» **O QUE FAZER**:
Segundo o texto sobre a purificação da podofilotoxina, em que etapa o processo usa solução básica?

Figura 11. Esquema do processo de purificação da podofilotoxina a partir da podofilina desenvolvido por Buchardt e colaboradores

 

Esse processo extrativo faz uso de solução básica na segunda recristalização, sendo possível assumir que o produto final pode estar contaminado, como já discutido, com o epímero em C-8', a picropodofilotoxina. Entretanto, as análises do produto final surpreendem pelo grau de pureza da podofilotoxina obtida e a baixa contaminação com a picropodofilotoxina.

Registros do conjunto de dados

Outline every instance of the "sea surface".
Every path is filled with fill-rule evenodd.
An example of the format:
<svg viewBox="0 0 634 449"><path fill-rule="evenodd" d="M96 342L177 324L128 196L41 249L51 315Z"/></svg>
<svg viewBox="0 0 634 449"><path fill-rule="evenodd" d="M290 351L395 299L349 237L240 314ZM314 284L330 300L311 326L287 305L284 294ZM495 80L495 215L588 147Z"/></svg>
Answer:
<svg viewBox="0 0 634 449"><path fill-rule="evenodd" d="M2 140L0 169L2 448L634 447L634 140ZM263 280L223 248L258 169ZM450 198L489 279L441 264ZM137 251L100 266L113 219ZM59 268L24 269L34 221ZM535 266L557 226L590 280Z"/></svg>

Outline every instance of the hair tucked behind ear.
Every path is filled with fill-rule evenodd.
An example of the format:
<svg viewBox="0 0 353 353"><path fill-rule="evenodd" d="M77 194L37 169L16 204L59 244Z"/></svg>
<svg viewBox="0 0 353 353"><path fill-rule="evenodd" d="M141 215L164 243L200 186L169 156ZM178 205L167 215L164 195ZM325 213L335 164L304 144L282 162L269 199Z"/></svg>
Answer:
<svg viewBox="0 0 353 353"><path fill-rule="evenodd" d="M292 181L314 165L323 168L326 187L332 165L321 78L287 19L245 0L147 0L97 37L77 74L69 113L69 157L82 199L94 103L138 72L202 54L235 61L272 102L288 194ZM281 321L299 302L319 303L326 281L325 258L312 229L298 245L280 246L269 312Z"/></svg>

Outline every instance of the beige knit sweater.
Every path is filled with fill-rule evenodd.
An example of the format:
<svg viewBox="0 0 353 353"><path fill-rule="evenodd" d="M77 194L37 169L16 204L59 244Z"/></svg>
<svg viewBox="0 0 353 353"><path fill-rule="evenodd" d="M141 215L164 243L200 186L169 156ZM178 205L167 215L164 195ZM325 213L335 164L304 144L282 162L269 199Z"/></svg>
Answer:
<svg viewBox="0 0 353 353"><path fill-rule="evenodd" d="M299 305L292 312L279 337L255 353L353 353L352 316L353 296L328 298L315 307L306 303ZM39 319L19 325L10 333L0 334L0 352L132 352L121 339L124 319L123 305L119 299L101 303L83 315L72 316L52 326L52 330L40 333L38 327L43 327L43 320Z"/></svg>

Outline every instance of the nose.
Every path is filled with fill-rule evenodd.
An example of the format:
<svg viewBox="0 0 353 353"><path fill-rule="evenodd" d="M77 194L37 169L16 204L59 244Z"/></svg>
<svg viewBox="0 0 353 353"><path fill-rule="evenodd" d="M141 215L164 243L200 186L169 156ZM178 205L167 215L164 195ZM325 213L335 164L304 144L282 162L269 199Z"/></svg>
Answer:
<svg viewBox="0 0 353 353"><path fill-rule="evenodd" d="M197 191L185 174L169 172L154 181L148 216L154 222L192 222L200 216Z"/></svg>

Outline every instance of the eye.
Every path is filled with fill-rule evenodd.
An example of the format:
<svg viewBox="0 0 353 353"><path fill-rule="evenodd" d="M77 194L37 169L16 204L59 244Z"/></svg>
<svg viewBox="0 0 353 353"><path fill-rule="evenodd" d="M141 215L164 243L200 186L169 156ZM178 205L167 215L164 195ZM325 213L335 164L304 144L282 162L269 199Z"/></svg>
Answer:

» **RESPOSTA**:
Na segunda recristalização.